= YOUR OBJECTIVE =
Count how many of the lines below contain the string "snowy". Matching is case-sensitive, and the answer should be the number alone.

= RECORD LIST =
>> start
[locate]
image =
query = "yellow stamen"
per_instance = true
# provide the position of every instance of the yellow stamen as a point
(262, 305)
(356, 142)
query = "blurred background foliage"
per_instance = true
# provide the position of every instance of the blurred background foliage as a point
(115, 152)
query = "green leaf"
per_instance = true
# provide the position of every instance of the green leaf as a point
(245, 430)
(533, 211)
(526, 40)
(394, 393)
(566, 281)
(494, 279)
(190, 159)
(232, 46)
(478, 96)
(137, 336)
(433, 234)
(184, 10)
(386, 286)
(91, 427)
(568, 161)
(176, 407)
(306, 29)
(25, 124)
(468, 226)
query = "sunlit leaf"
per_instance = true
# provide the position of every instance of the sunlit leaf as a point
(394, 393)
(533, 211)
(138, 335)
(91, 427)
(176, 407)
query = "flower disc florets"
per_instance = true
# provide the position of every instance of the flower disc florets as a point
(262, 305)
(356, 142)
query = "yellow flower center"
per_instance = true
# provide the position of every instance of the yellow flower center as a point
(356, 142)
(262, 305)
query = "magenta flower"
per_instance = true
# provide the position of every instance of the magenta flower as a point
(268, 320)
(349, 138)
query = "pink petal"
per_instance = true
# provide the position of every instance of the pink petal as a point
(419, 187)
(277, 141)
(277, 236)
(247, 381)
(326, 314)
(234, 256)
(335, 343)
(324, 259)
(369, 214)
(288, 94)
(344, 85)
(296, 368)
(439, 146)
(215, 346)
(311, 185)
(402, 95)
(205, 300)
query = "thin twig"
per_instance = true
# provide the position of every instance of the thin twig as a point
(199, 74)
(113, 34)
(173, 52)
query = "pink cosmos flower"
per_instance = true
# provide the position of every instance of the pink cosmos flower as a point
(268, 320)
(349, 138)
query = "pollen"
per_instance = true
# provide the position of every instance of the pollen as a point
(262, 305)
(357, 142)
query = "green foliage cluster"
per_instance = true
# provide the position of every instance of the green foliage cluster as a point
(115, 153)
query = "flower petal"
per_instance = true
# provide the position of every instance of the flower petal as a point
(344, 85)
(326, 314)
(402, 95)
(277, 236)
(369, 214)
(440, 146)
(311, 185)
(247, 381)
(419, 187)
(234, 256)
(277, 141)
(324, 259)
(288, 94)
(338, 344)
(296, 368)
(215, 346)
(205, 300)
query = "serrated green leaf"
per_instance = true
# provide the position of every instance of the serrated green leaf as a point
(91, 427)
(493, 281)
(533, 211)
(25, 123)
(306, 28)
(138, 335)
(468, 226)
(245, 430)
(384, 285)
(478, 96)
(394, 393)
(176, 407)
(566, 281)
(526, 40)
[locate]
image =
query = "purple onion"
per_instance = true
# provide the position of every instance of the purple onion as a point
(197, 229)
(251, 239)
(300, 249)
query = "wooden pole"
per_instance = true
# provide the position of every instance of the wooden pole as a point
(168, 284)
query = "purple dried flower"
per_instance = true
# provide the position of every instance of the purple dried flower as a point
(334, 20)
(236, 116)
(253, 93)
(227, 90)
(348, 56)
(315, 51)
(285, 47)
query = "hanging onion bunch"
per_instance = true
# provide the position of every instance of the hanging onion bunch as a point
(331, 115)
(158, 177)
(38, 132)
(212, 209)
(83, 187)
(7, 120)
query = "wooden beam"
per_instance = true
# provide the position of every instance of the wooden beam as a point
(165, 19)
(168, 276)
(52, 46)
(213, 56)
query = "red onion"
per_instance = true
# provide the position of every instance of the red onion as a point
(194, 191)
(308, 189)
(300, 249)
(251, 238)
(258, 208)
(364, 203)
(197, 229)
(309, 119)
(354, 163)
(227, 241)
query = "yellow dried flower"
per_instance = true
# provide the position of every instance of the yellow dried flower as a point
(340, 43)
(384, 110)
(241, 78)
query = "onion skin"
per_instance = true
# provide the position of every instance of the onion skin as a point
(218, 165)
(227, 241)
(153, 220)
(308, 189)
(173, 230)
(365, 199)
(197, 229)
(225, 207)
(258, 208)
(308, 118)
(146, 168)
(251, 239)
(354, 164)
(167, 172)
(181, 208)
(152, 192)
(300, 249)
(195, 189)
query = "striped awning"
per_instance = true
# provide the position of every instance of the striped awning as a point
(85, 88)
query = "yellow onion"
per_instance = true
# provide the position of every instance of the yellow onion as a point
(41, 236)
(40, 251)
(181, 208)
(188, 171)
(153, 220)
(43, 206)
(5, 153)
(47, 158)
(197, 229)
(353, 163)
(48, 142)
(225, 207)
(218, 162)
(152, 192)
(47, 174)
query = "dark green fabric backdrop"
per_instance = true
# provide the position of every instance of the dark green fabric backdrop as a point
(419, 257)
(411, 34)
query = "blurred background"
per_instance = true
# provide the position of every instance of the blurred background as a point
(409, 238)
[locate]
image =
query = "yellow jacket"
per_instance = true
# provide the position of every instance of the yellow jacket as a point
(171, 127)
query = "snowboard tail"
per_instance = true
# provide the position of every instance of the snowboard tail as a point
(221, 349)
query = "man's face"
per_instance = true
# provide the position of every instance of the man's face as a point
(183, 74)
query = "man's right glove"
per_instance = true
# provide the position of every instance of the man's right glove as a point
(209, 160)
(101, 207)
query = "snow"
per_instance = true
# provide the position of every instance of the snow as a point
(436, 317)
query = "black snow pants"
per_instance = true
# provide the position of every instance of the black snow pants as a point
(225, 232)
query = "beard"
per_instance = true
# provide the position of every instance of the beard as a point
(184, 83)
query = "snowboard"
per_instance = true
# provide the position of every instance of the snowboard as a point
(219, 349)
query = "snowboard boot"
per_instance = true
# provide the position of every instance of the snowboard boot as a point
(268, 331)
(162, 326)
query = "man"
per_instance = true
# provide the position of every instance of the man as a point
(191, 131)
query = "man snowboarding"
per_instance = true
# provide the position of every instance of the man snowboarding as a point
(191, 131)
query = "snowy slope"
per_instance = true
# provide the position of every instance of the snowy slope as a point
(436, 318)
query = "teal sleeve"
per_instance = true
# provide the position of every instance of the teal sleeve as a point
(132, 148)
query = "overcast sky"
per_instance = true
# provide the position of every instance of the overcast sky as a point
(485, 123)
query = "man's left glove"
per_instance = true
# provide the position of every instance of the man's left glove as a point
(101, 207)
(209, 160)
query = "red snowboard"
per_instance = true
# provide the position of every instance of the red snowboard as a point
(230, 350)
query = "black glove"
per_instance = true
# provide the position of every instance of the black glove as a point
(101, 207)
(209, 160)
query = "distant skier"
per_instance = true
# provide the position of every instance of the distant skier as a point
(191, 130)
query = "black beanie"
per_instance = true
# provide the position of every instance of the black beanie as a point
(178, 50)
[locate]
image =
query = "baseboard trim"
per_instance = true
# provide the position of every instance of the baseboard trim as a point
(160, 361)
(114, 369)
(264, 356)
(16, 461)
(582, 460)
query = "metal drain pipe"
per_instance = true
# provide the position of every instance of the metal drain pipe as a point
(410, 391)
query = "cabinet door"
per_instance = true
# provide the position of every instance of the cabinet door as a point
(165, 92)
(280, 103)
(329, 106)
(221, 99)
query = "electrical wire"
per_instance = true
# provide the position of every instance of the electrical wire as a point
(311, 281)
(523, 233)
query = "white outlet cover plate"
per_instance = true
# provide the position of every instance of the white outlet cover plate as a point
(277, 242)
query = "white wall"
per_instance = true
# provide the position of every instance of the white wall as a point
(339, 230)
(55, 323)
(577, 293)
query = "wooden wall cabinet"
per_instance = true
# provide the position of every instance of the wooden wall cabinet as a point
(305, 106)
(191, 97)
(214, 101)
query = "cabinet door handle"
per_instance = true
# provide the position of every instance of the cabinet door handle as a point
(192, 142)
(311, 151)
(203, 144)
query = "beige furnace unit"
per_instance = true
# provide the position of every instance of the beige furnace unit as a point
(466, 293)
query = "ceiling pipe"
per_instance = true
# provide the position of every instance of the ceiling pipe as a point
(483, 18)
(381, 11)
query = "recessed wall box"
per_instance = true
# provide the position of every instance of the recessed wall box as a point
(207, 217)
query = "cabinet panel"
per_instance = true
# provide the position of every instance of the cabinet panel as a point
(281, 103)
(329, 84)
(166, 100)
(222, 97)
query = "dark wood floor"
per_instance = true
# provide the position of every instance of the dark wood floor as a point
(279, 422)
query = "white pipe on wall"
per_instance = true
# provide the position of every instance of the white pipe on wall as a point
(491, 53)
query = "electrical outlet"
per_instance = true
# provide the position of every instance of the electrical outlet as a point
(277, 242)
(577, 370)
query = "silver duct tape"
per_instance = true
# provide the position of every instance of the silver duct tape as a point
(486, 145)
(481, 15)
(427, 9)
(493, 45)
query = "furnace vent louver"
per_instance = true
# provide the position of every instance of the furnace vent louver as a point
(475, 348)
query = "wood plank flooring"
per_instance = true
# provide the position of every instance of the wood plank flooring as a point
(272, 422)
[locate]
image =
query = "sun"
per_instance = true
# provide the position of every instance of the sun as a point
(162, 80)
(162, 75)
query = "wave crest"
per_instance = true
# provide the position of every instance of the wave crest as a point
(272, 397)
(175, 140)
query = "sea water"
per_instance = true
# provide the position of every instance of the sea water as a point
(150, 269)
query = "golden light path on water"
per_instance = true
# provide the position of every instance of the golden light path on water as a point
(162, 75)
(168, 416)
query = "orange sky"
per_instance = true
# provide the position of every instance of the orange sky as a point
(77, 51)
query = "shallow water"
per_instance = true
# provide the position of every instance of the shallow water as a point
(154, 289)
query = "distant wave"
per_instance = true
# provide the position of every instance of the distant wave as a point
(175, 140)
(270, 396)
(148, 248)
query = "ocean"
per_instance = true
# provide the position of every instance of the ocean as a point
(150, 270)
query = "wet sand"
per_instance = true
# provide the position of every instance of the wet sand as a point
>> end
= COMPLETE RESPONSE =
2